(Box-labeled dataset extracts)
---------------

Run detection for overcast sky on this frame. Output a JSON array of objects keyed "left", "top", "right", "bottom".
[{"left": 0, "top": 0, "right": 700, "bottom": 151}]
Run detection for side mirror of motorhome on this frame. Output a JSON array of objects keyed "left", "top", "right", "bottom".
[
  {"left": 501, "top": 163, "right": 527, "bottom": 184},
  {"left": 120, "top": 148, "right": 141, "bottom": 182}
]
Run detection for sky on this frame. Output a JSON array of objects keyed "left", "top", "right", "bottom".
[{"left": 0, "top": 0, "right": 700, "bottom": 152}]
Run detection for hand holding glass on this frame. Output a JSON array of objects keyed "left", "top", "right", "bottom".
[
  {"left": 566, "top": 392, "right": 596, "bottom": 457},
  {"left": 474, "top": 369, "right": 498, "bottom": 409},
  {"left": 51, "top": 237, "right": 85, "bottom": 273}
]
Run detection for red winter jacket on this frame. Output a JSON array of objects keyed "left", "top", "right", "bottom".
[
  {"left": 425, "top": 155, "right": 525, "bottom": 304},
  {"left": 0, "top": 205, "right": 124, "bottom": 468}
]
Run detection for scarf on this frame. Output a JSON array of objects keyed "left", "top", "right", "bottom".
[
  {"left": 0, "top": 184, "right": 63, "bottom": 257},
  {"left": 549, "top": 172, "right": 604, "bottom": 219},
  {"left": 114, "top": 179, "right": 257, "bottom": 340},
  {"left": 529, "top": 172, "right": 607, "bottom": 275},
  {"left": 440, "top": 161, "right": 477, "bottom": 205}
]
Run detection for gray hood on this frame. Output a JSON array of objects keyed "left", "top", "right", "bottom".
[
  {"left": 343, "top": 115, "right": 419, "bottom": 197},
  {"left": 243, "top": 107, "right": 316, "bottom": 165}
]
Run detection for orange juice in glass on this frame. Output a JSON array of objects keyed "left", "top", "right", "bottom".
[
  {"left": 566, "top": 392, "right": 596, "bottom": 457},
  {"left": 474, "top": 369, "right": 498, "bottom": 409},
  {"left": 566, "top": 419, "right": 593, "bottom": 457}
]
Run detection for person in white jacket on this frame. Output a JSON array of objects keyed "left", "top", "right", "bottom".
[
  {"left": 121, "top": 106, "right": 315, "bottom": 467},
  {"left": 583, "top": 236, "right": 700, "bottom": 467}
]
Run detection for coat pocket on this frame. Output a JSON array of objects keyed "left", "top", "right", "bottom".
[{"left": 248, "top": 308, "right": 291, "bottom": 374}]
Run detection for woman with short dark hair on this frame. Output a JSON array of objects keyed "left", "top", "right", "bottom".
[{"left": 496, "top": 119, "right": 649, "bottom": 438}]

---------------

** What the task asks **
Give back exactly the lines beginning at the one with "Run detection for red" and ending at the final line of the material; both boundary lines belong in it.

** Complete output **
Run detection for red winter jacket on this frame. Output a JSON array of objects keyed "left", "top", "right", "bottom".
[
  {"left": 425, "top": 155, "right": 525, "bottom": 304},
  {"left": 0, "top": 205, "right": 124, "bottom": 468}
]
Run detection for scarf on this frame. Output a JSON array of objects keyed "left", "top", "right", "bottom".
[
  {"left": 0, "top": 184, "right": 63, "bottom": 257},
  {"left": 549, "top": 172, "right": 604, "bottom": 219},
  {"left": 114, "top": 179, "right": 257, "bottom": 340},
  {"left": 529, "top": 172, "right": 607, "bottom": 275},
  {"left": 440, "top": 161, "right": 477, "bottom": 205}
]
Run detection for gray hood on this frame. Output a JSON array of objects keyed "left", "top", "right", "bottom".
[
  {"left": 343, "top": 115, "right": 419, "bottom": 197},
  {"left": 243, "top": 107, "right": 316, "bottom": 165}
]
Run detection for orange juice in glass on this frame. Output a JSON array of objects keyed "left", "top", "right", "bottom".
[
  {"left": 566, "top": 392, "right": 596, "bottom": 457},
  {"left": 474, "top": 369, "right": 498, "bottom": 409},
  {"left": 566, "top": 419, "right": 593, "bottom": 457}
]
Run detection for person in white jacket on this frame. Output a JSON array of objects keyed "left", "top", "right", "bottom".
[
  {"left": 121, "top": 106, "right": 315, "bottom": 467},
  {"left": 583, "top": 236, "right": 700, "bottom": 467}
]
Run detection for coat pocket on this frame. Output a JSON array of objects keyed "left", "top", "right", "bottom".
[{"left": 248, "top": 308, "right": 291, "bottom": 374}]
Run detection for woman with short dark hair on this frame. Output a JSON array of objects keyed "left", "top", "right", "bottom".
[{"left": 496, "top": 119, "right": 649, "bottom": 438}]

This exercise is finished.